* _AUFGABEN_:
1) Stimmen die Aussagen (a), (b) und (c) mit dem Forenthread überein? Antworte jeweils mit Ja oder Nein und zitiere die entscheidenden Worte aus dem Forenthread.
(a) Hotgoblin freut sich, dass das Spiel endlich für den PC erhältlich ist.
(b) Laut El Homer geht METAL schlecht.
(c) Terrorsatan schreibt, dass einem nach zu langem Spielen die Hand wehtut.
2) Führe den Forenthread weiter, beginnend unmittelbar nach seiner letzten Zeile.

* _ZU LESENDER AUSZUG_:
· · · · ·
So eine Note meine ich. Und genau auf so einer überholt der mich im Punktestand, Obwohl wir beide die gleiche Anzahl an Punkten bekommen sollten.


----------



## Hotgoblin (5. Juni 2009)

Geielr Link geiles game!

Endlich für Pc ^^



Super Game!


----------



## El Homer (5. Juni 2009)

Da bekommste ja n Krampf in der Hand ^^
Also METAL geht gut ab


----------



## Jokkerino (5. Juni 2009)

Zum Glück spiele ich eine echte Gitarre X)


----------



## Terrorsatan (5. Juni 2009)

das spiel si schon klasse, aber wenn  man das zulange spielt, verzerrt es einem irgendwie die Sicht  o.0 und die Hand tut weh ;D


----------



## tonygt (5. Juni 2009)
· · · · ·
Auszüge aus einem Detektionsdatensatz

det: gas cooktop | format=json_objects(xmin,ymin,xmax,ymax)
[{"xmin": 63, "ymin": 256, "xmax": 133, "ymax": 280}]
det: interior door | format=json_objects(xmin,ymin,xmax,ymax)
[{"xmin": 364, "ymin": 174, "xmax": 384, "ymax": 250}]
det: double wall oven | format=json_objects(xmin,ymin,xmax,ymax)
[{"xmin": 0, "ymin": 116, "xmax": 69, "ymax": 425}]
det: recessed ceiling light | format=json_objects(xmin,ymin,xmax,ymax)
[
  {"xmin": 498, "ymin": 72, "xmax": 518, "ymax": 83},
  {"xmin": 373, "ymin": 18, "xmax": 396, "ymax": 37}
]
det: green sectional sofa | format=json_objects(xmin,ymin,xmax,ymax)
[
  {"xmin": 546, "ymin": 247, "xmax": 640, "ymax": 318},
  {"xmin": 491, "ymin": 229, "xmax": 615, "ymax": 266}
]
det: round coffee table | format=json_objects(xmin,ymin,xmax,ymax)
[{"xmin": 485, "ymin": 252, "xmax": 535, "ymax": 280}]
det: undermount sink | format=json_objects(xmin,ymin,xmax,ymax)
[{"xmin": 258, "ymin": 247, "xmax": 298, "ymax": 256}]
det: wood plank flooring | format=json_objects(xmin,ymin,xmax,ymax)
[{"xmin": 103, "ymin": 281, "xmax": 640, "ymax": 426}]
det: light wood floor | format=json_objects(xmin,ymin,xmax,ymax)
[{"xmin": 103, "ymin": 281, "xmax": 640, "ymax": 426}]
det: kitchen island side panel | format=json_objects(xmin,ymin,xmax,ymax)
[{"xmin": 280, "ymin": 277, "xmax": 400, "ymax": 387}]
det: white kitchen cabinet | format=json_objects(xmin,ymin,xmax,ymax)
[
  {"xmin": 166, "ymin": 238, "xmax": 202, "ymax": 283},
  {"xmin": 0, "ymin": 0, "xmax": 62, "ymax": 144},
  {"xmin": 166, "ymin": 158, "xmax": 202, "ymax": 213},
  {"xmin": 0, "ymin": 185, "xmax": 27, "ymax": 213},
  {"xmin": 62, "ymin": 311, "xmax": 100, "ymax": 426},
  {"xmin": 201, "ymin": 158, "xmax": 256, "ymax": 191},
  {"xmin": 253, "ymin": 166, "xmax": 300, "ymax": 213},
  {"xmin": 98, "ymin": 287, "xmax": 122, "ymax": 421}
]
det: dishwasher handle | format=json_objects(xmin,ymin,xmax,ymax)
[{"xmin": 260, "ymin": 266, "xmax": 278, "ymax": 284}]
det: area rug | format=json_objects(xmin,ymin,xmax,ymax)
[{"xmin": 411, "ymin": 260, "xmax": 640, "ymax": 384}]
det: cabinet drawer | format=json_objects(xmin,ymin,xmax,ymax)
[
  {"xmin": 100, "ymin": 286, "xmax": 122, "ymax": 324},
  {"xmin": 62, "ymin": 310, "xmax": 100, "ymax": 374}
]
· · · · ·
* _LÖSUNGEN_:
1)
(a) Ja: „Endlich für Pc ^^“
(b) Nein: „Also METAL geht gut ab“
(c) Ja: „und die Hand tut weh“

2)
Mir tut die Hand nicht weh aber ich torkel danach manchmal rum wie betrunken ^^
Da spiel ich doch lieber auf meiner echten Gitarre 


			Dieser Inhalt steht nur eingeloggten Mitgliedern zur Verfügung.


----------



## LiangZhou (5. Juni 2009)

Das verzerren ist bei Guitar Hero aber genauso ;D


----------



## Jokkerino (5. Juni 2009)

LiangZhou schrieb:


> Das verzerren ist bei Guitar Hero aber genauso ;D


eig ja net, wenn du guitar hero mit einer echten gitarre vergleichst.


----------



## LiangZhou (5. Juni 2009)

Jokkerino schrieb:


> eig ja net, wenn du guitar hero mit einer echten gitarre vergleichst.



Um Gottes Willen ich mein GH und Jamlegend (Ich spiel doch selber Gitarre :-)


----------



## Jokkerino (5. Juni 2009)

LiangZhou schrieb:


> Um Gottes Willen ich mein GH und Jamlegend (Ich spiel doch selber Gitarre :-)


achso =)


----------



## Hotgoblin (6. Juni 2009)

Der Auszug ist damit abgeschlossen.